Task statement: Omit the pictures and output every entry below exactly as written.
━━ Stored rows ━━
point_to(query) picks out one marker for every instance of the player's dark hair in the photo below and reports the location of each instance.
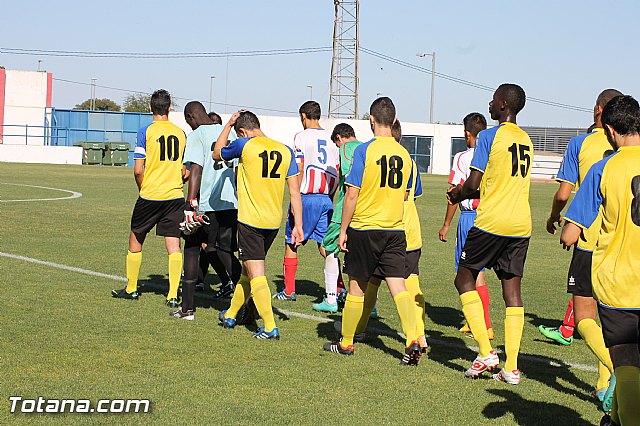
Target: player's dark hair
(622, 113)
(514, 96)
(343, 130)
(247, 120)
(474, 123)
(215, 118)
(383, 111)
(160, 102)
(311, 109)
(396, 130)
(606, 95)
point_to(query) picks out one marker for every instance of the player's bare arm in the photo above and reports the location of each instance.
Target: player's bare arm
(348, 208)
(138, 172)
(296, 209)
(559, 202)
(458, 193)
(570, 235)
(451, 211)
(224, 136)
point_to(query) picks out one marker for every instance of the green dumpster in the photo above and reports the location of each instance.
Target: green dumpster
(92, 152)
(116, 154)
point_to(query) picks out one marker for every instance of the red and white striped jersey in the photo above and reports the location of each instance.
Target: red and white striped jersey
(319, 154)
(460, 173)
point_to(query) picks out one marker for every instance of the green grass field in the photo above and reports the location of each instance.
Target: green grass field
(63, 336)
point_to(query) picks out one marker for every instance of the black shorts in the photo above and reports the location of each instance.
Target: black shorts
(579, 278)
(503, 254)
(254, 243)
(375, 253)
(164, 215)
(221, 232)
(620, 326)
(411, 263)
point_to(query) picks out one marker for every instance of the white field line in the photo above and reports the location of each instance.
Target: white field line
(532, 358)
(69, 197)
━━━
Solution for this task:
point_to(query) picks out one marker for every instance of the player's dark hair in the photo below and reports the location of each instance.
Target: player's dark hair
(622, 113)
(514, 96)
(343, 130)
(247, 120)
(474, 123)
(215, 118)
(383, 111)
(160, 102)
(311, 109)
(396, 130)
(606, 95)
point_to(query) picks out one marker for every instance of the player's bare arm in the photo above and reports the location of each instance.
Target: player's bare arm
(348, 208)
(138, 172)
(296, 209)
(559, 202)
(458, 193)
(570, 235)
(451, 211)
(224, 136)
point_to(query) picks out one marker for every instance of the green dumpster in the photo above and reports the location of each instance.
Target: green dumpster
(92, 152)
(116, 154)
point_to(query) picks out one marker for every instance of the red and white striped jersey in the photo above and reports the location of each instance.
Target: red and white striped jersey
(319, 154)
(460, 173)
point_to(query) picks out one marker for every instance of the green grass field in the photo above and reports the location of each instance.
Target: green grass field
(63, 336)
point_to(query) picks out one marker for every instance of the black shorts in the photo above and reports the location of each instance.
Target: black shorts
(579, 278)
(503, 254)
(254, 243)
(375, 253)
(164, 215)
(221, 232)
(620, 326)
(411, 263)
point_to(query) picks out one marker for every instance of the white field line in the photo above and reports the location of each instance.
Target: white field line
(532, 358)
(69, 197)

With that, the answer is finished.